▶ 作業内容
下の本文抜粋のうち「環太平洋連携協定(TPP)交」から始まり「条件闘争になったとみていい。」で終わる部分を、「自民党」を「与党」に置き換えて書き直してください。

▶ 本文抜粋

環太平洋連携協定(TPP)交渉がヤマ場を迎えている。年内妥結の可能性は薄くなったが、日本では農業分野の関税撤廃について反対一辺倒だった姿勢から柔軟路線への見直しが始まった。
軌道修正のきっかけを作ったのは、自民党の西川公也TPP対策委員長だ。西川といえば、これまで徹底抗戦派の中心とみられていた人物である。それが交渉中のバリ島で、コメなど重要5品目について「関税撤廃できるかどうか検討する」と記者団に語った。菅義偉官房長官も「西川氏とすれば当然の発言」と路線転換を否定しなかった。
自民党は先の参院選で「守るべきものは守り、攻めるべきものは攻めて、国益にかなう最善の道を追求する」と公約した。場合によっては交渉脱退の道も残していた形だが、今回の軌道修正で脱退の可能性は消え、あとは条件闘争になったとみていい。
マスコミの世界では、TPPは貿易自由化をめぐる交渉ととらえられているが、実は安全保障と外交方針を背景にした交渉でもある。交渉参加国は米国をはじめ自由と民主主義、市場経済、法の支配の理念を共有している。中国もTPPに関心を寄せているが、中国はこうした理念を共有できていない。本当に参加しようとすれば、国内体制の大変革を迫られる。それは革命にも匹敵するだろう。

▶ データ一覧
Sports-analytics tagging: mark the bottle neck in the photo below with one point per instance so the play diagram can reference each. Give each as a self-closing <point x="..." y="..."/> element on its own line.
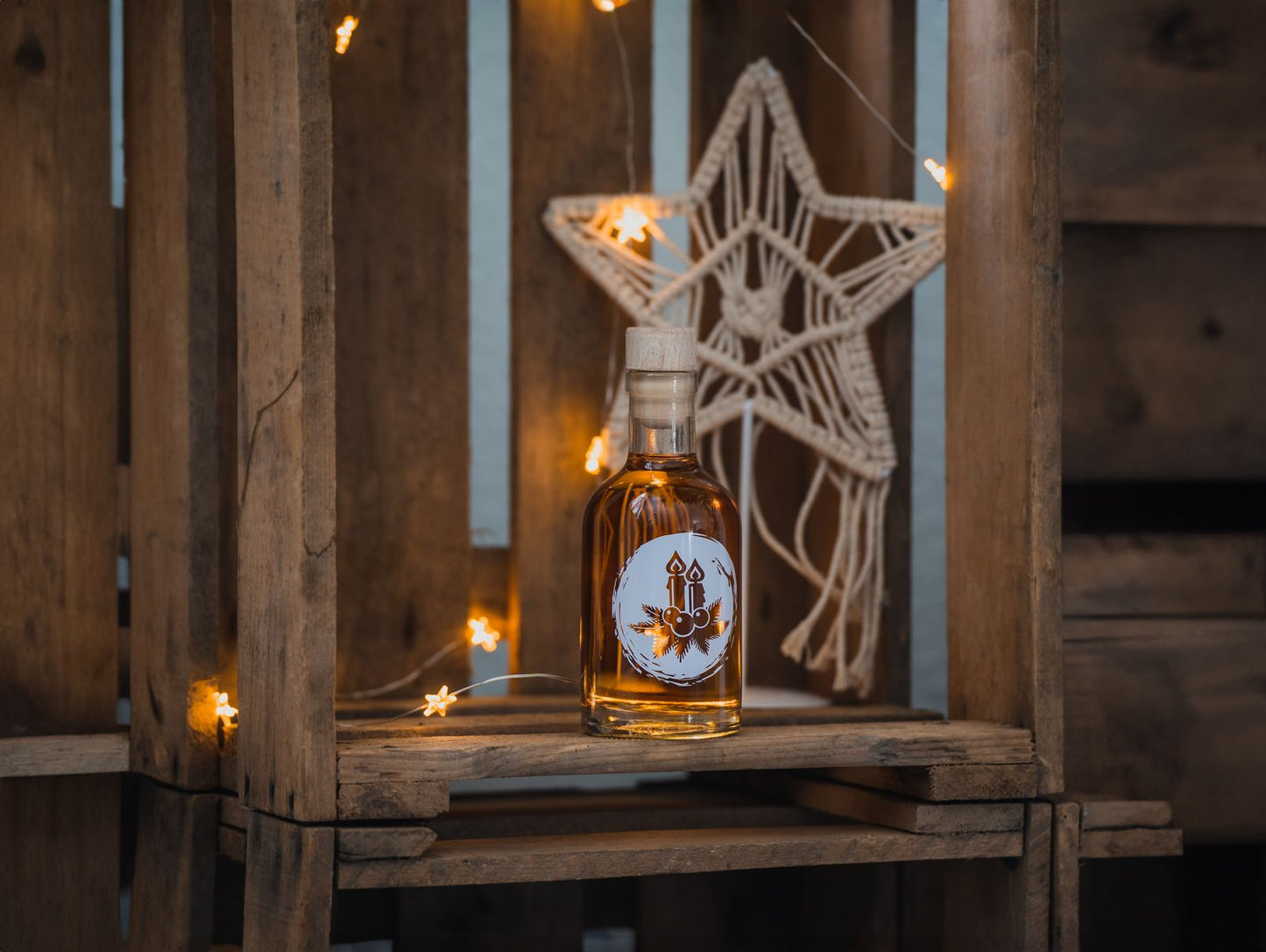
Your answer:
<point x="661" y="415"/>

▶ 回答
環太平洋連携協定(TPP)交渉がヤマ場を迎えている。年内妥結の可能性は薄くなったが、日本では農業分野の関税撤廃について反対一辺倒だった姿勢から柔軟路線への見直しが始まった。
軌道修正のきっかけを作ったのは、与党の西川公也TPP対策委員長だ。西川といえば、これまで徹底抗戦派の中心とみられていた人物である。それが交渉中のバリ島で、コメなど重要5品目について「関税撤廃できるかどうか検討する」と記者団に語った。菅義偉官房長官も「西川氏とすれば当然の発言」と路線転換を否定しなかった。
与党は先の参院選で「守るべきものは守り、攻めるべきものは攻めて、国益にかなう最善の道を追求する」と公約した。場合によっては交渉脱退の道も残していた形だが、今回の軌道修正で脱退の可能性は消え、あとは条件闘争になったとみていい。